* [Objective]: Write out the lines below as a numbered list, leaving out any blank lines.
# # # # #
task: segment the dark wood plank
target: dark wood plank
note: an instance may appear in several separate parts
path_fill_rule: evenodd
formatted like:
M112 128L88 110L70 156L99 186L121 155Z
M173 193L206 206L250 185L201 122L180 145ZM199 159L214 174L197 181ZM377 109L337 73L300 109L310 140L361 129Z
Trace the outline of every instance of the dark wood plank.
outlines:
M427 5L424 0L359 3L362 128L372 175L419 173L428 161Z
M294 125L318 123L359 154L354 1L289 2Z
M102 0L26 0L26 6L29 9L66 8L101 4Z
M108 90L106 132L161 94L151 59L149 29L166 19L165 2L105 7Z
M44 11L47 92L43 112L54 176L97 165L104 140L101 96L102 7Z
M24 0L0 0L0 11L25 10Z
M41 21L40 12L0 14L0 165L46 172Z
# # # # #
* [Output]:
1. task: segment the dark wood plank
2. target: dark wood plank
3. note: an instance may appear in several separate parts
4. path_fill_rule: evenodd
5. formatted like:
6. M112 128L88 110L70 156L99 186L121 155Z
7. M173 193L206 206L250 185L201 122L180 145ZM199 159L214 174L197 181ZM377 109L337 73L300 109L310 140L361 129Z
8. Trace the outline of every instance of the dark wood plank.
9. outlines:
10. M427 5L424 0L359 3L362 128L372 175L419 173L428 161Z
11. M294 125L318 123L359 154L354 1L289 2Z
12. M102 0L26 0L26 6L29 9L66 8L101 4Z
13. M108 90L106 132L161 94L151 59L149 29L166 19L165 2L105 7Z
14. M44 11L47 92L43 112L54 176L97 165L104 140L101 96L102 7Z
15. M24 0L0 0L0 11L25 10Z
16. M41 21L40 12L0 14L0 165L46 172Z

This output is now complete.